*** DOKUMEN
IBADAH
A.
Pengertian Ibadah
Semua yang kita
perbuat dalam kehidupan sehari-hari tidak lepas dari berhubungan dengan Allah
dan dengan sesama manusia atau yang sering disebut dengan habluminallah dan
hablu minannas. Agar hubungan tersebut terjaga, maka apa saja yang harus
dilakukan yang hubungannya dengan Allah dan apa saja yang harus dilakukan
sesama manusia, semua itu dilakukan dalam rangka beribadah kepada Allah.
Secara etimologi,
ibadah berarti merendahkan diri serta tunduk dan taat kepada yang diibadahi,
yaitu Allah Azza wa Zalla. Ibnu Taimiyyah berkata “ibadah adalah tunduk.
Namun, ibadah yang diperintahkan oleh syariat adalah perpanduan antara ketaatan
yang sempurna dan kecintaan yang penuh.”
******
#### SOAL A
Tuliskan ulang entri sebagai daftar bernomor tanpa baris kosong, mulai dari baris yang memuat "Phrase -- animal hide" sampai baris terakhir entri. Gambar tidak perlu dimasukkan ke dalam jawaban.
*** ENTRI SUMBER
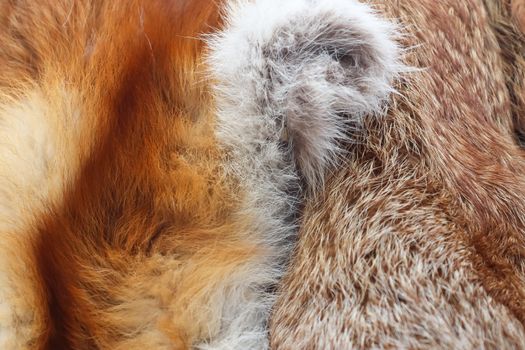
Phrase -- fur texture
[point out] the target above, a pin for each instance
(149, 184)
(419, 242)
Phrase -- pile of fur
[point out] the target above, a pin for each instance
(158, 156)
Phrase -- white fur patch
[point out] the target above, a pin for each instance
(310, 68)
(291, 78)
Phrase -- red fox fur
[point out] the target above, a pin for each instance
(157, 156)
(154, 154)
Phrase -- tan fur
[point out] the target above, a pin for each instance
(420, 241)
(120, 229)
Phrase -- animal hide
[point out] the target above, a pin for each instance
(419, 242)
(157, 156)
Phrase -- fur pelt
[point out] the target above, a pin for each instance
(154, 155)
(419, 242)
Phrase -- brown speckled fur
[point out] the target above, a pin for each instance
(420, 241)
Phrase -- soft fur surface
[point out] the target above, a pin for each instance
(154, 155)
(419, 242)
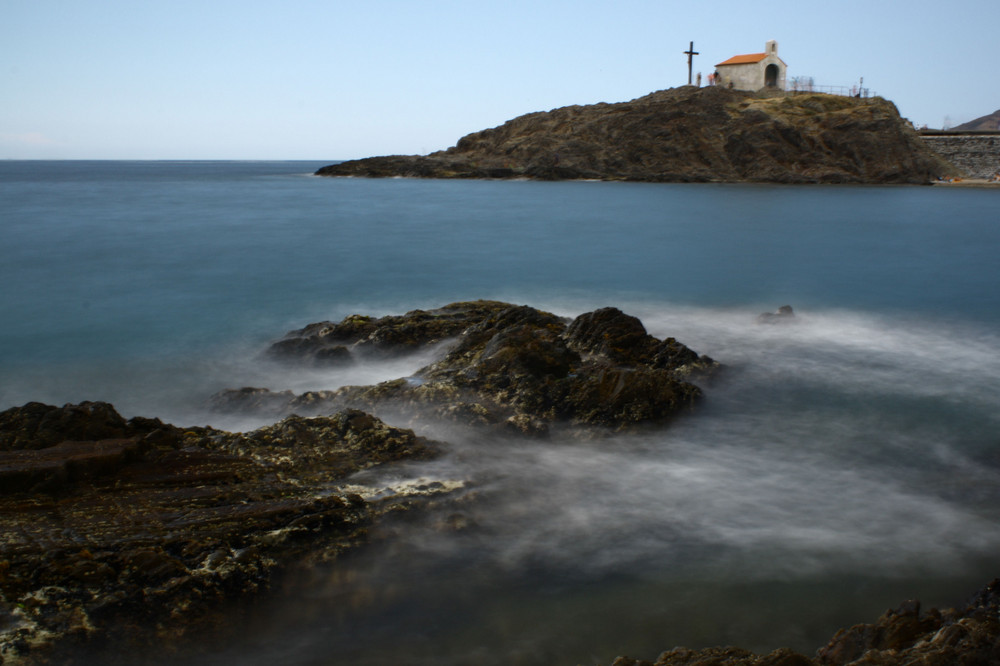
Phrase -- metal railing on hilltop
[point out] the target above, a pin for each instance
******
#### SOAL B
Apakah pernyataan berikut sesuai dengan dokumen tentang ibadah? Jawab ya atau tidak untuk masing-masing, lalu kutip kata-kata dari dokumen yang menentukan jawabannya.
(i) Secara etimologi, ibadah berarti merendahkan diri serta tunduk dan taat.
(ii) Menurut Ibnu Taimiyyah, ibadah yang diperintahkan syariat hanya berupa ketaatan tanpa kecintaan.
(iii) Hal-hal yang dilakukan terhadap sesama manusia juga dilakukan dalam rangka beribadah kepada Allah.

#### JAWABAN YANG DIHARAPKAN A
1. Phrase -- animal hide
2. [point out] the target above, a pin for each instance
3. (419, 242)
4. (157, 156)
5. Phrase -- fur pelt
6. [point out] the target above, a pin for each instance
7. (154, 155)
8. (419, 242)
9. Phrase -- brown speckled fur
10. [point out] the target above, a pin for each instance
11. (420, 241)
12. Phrase -- soft fur surface
13. [point out] the target above, a pin for each instance
14. (154, 155)
15. (419, 242)
16. Phrase -- metal railing on hilltop
17. [point out] the target above, a pin for each instance

#### JAWABAN YANG DIHARAPKAN B
(i) Ya: "ibadah berarti merendahkan diri serta tunduk dan taat kepada yang diibadahi"
(ii) Tidak: "perpanduan antara ketaatan yang sempurna dan kecintaan yang penuh"
(iii) Ya: "semua itu dilakukan dalam rangka beribadah kepada Allah"